* [What this exercise asks]
(A) In the column about hitting a deer, what name do some people give the old purple family van?
(B) Rewrite the paragraph of the deer-collision column beginning "But Garnet, my beloved car" as a short bulleted list that keeps its main facts.

With apologies to a bitter buck

I believe there is an ancient Iowan proverb that goes as such: “There are two types of people: those who have hit a deer and those who haven’t yet.”

I scoffed at that years ago. Eighteen year old me thought my intellect was well beyond that of Bambi’s kinsfolk. Alas, I was proven wrong and a mirror was lost. So be. I had a couple of vehicular oopsies with deer in the years following but nothing more major than some gnarly dents and a sickly headlight.

Fast forward to Monday evening. I had gone to visit family in the evening and needed to head home. I’m a cautious driver and I don’t think I even need to describe what these roads can be like after snow and ice. But as luck would have it, the roads actually seemed better than they were on the way over. It seemed like smooth sailing.

Ten minutes into my drive and for a blinking second, out of nowhere, a presence entered my line of sight. Just in the corner of my headlight I caught a glimpse of one hulking, cornfed reindeer reject. I froze. I felt absolutely helpless. There was no avoiding this poor creature. Me, my car and this buck were all about to play a wonderful game with fate.

Now when I tell this story I get asked about how big the antlers were but, honestly, I never even paid attention to that. I focused right on its eyes. It was looking right at me. Not in the typical “deer in the headlights” manner. No, no, no. That beautiful beast of the woods locked eyes with me in an intense glare of fiery unforgiveness.

Smash. The hood crumpled, plastic fixtures shattered and the radiator bid thee farewell.

I knew the drill. I flipped on the hazards, exited the roadway and uttered words that Sarah probably won’t let me get away with. Phone calls were made and a rescue mission was successfully completed.

But Garnet, my beloved car, is currently out of commission. That little maroon Ford belonged to my grandpa since it first came off the lot and it came into my command last fall. I’m really grateful for that car and it’s a vital part of my work and personal life. Now she awaits surgery. Luckily the damage wasn’t as rough as it could have been as far as functionality is concerned. Some structural repairs and a new radiator should make her mobile. The hood is what took the brunt of the buck. On the bright side, I could take it off and sell it as either scrap metal or modern art.

I’m no stranger to car troubles. My family swears that every vehicle I touch becomes cursed and I can’t provide any evidence to disprove them. So, with experience comes routine. Per usual, I visit my grandpa and he graciously hands me the key to the designated ‘family loaner’ — our old, purple family van that some passionately refer to as Barney.

Barney and I go way back. That van was the chariot to countless road trips and the vehicle that I drove at the ripe age of fourteen while my grandpa was teaching me how to drive. Heck, Barney was even the first thing that I ever hit while operating a vehicle (Maybe there’s a pattern here). However, Barney’s best and worst trait is that he is very well travelled. There are memories in there but with that also comes age. That van is the equivalent of the senior officer you see in every cop movie that is only two days from retirement.

So now you’re caught up. I’m back behind the wheel, my car will be under the knife and I didn’t sustain any sort of injuries. As for the deer, I never saw him after impact. I really hope it stays that way.

The worst thing about accidents is exactly that: they’re accidents. Despite lack of any control in a situation one is left to deal with the consequences. The deer was just living his life and there’s no sense in beating yourself up. So you’re just stuck there to handle the strain, both in your head and in your wallet.

There’s always a lesson to be learned in times of frustration. We aren’t always going to have control. Disasters come out of nowhere and we feel helpless as the things we love and work hard to maintain are broken. Everything looks and feels like it’s about to collapse. I’ve learned that those are not the times to be consumed by the stresses created in the moment. Don’t focus on what is lost, instead turn to what you have. For me in particular, I’m fortunate to have people in my life who are so quickly compassionate, especially in tough times. So in that moment of helplessness, hold onto those things and do what you can. You are going to hit the deer and then life is going to continue.

Now if you excuse me, I’m going to see if I can’t find me some deer jerky. That should even the score a bit.

* [Information supplied]
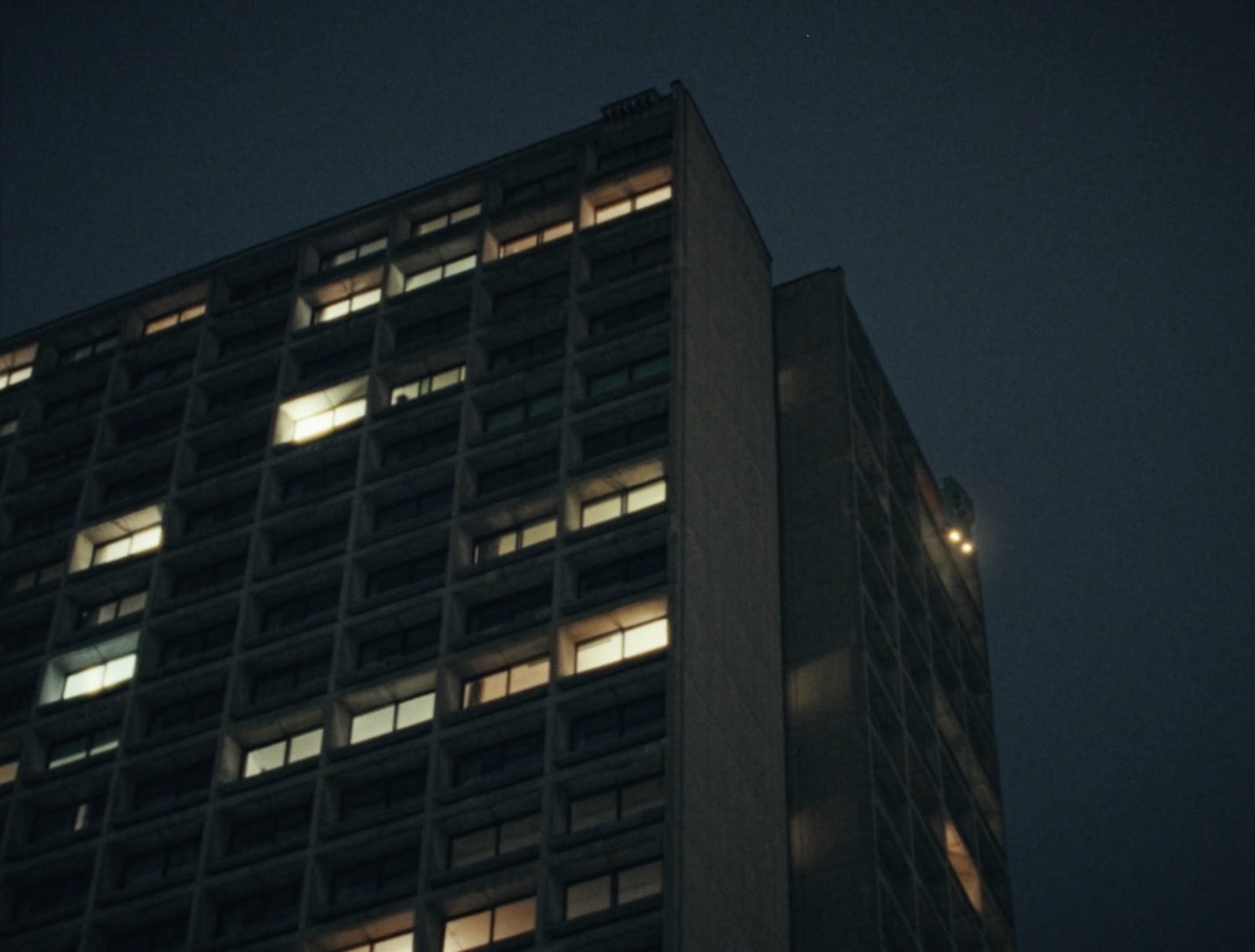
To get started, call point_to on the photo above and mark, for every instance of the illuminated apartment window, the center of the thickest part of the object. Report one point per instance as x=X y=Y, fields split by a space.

* [Exercise results]
(A) Barney

(B)
- Garnet, the writer's beloved car, is out of commission and awaiting repair.
- The little maroon Ford belonged to the writer's grandpa from the day it left the lot and passed to the writer last fall.
- The car is vital to the writer's work and personal life.
- The damage to its functionality was less severe than it could have been. Structural repairs and a new radiator should get it running again.
- The hood took the brunt of the impact and could be sold as scrap metal or modern art.